* [Work order]: Copy each line of the records below that mentions the word "light".
[Data to process Boundary: Start]
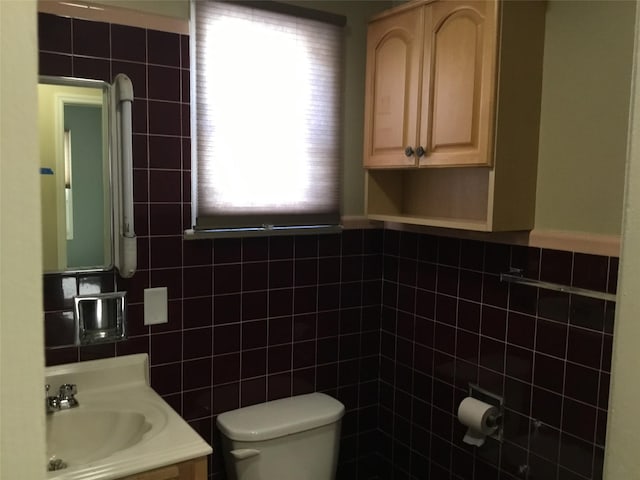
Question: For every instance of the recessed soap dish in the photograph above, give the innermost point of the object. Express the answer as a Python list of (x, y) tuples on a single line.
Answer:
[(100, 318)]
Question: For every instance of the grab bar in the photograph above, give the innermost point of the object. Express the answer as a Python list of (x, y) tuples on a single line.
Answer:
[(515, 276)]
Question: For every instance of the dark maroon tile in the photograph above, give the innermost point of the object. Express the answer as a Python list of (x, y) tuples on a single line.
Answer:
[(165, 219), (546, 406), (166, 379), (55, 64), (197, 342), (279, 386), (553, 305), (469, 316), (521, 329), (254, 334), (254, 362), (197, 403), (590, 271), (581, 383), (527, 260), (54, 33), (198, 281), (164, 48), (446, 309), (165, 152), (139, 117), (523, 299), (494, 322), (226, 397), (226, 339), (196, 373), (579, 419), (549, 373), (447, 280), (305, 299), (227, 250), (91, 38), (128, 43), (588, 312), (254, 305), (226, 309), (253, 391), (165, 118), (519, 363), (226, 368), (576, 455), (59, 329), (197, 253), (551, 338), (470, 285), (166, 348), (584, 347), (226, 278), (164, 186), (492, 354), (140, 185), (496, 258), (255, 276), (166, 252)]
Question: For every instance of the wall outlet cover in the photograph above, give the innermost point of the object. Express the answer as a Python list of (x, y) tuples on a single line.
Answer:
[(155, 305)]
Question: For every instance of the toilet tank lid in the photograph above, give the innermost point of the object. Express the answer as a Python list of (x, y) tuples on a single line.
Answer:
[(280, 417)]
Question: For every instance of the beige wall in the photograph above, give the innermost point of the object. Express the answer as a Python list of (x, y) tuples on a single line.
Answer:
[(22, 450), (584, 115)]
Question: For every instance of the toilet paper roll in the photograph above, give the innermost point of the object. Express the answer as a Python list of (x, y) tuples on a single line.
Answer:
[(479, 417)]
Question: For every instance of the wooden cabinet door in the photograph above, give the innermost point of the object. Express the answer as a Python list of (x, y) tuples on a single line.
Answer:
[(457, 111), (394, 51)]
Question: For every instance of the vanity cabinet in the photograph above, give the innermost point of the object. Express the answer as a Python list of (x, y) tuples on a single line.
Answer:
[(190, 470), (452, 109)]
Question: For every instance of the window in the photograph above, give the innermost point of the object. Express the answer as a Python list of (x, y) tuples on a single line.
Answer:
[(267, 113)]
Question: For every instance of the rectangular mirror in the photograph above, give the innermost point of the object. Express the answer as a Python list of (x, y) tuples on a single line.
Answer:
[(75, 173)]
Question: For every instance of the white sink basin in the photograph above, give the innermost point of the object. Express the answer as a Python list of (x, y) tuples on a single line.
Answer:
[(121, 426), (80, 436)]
[Data to process Boundary: End]
[Data to process Boundary: Start]
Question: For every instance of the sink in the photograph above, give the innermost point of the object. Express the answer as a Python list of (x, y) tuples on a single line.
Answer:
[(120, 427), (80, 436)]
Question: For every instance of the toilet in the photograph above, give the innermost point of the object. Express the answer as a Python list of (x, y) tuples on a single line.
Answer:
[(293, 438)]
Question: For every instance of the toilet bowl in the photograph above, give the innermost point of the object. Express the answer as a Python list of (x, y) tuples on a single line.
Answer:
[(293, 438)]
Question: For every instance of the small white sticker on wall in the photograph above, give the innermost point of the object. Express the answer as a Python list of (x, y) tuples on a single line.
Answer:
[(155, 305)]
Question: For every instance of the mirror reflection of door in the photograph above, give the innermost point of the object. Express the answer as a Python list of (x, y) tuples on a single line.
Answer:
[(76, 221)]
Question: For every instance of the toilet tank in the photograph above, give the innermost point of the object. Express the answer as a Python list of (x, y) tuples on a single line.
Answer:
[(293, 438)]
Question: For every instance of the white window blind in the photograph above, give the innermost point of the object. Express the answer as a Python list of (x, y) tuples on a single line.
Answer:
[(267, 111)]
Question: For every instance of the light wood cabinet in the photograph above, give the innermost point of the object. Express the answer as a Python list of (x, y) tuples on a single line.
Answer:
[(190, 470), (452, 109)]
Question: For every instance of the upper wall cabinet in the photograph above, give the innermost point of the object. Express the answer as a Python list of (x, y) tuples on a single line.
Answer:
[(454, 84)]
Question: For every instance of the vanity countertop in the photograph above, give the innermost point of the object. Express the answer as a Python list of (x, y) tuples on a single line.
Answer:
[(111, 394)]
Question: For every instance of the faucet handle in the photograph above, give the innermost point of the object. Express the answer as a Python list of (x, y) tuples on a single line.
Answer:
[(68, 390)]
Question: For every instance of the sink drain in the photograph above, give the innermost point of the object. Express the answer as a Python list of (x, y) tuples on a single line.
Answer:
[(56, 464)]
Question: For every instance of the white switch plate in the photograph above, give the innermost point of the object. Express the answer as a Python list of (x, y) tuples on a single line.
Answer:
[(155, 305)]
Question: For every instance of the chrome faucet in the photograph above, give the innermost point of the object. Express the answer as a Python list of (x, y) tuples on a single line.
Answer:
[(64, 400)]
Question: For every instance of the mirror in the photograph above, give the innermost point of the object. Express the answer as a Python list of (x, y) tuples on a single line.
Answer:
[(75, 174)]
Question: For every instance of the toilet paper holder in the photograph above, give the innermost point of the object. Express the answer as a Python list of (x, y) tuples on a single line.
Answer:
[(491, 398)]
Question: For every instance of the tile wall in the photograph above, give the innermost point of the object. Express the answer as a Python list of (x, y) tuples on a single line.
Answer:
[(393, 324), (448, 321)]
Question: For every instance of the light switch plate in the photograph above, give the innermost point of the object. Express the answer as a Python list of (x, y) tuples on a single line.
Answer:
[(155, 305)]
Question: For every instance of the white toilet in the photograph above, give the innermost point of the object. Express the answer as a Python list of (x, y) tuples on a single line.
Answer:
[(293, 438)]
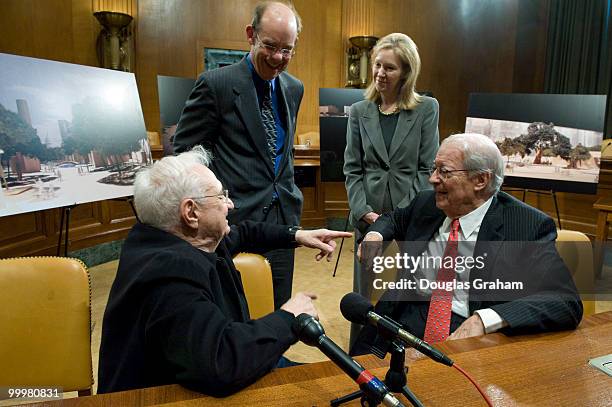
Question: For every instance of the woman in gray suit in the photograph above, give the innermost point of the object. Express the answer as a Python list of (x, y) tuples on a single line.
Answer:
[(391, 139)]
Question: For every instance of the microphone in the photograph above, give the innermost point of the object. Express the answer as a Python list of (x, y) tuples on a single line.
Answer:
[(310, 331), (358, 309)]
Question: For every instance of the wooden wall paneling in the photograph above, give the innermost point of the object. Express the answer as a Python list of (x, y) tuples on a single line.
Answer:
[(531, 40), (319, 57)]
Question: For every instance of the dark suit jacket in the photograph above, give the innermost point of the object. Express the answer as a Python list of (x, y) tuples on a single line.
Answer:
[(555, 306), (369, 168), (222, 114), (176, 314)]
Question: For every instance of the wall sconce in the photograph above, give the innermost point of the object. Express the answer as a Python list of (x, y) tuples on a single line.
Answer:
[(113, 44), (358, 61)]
[Data to process Boundary: End]
[Data to process Boundary: Start]
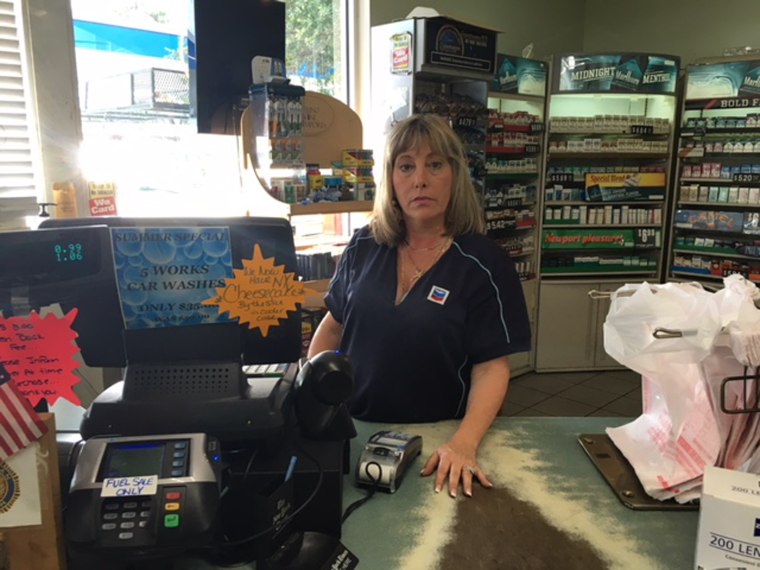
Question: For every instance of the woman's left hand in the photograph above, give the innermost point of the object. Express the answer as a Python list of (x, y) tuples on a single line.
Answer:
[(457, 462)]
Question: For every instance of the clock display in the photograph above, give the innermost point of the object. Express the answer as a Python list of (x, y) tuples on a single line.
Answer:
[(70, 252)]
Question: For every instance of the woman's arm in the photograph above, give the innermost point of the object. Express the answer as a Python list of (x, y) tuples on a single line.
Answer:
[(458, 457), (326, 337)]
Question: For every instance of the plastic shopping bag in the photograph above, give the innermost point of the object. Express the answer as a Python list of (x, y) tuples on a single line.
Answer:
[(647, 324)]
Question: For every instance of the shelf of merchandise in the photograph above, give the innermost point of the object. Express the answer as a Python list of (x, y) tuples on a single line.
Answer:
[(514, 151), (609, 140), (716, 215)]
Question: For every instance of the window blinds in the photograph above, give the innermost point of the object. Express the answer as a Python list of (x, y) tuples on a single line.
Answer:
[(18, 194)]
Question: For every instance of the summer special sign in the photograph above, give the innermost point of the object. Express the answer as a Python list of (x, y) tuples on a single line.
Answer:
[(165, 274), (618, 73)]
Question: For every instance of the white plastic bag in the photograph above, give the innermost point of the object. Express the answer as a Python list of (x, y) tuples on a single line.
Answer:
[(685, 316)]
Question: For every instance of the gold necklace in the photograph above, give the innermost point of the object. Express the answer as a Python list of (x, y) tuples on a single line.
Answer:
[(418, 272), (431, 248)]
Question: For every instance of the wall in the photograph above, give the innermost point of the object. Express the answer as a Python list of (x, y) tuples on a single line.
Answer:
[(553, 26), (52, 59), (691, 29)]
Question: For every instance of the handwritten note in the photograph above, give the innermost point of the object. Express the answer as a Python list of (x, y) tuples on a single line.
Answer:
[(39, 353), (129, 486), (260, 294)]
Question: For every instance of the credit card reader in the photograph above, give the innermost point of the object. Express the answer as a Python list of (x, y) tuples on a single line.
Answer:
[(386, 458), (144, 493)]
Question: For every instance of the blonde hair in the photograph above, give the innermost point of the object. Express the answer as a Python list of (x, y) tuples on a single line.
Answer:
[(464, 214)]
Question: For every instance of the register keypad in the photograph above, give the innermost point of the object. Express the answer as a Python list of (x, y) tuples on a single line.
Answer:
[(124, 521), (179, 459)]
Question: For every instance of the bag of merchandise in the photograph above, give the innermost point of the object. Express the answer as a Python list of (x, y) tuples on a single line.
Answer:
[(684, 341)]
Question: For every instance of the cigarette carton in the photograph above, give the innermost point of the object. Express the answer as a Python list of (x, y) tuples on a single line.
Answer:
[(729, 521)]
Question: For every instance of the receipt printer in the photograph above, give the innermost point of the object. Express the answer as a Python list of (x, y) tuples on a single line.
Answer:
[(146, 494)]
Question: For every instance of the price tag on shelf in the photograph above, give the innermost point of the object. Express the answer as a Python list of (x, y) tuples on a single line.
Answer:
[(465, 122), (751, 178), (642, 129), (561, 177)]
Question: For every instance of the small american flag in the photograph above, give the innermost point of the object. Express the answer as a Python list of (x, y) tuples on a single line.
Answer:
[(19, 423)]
[Data to process Boundary: End]
* [Final answer]:
Question: For every instance of the light wood cabinet in the photograph above, give the innermost point of the object. Express the answer as a Python list of (x, y) tuples on a single line.
Question: For every instance of the light switch plate in the photograph above, give the innermost point of the object. Express the answer as a Python list of (x, y) tuples on a single line.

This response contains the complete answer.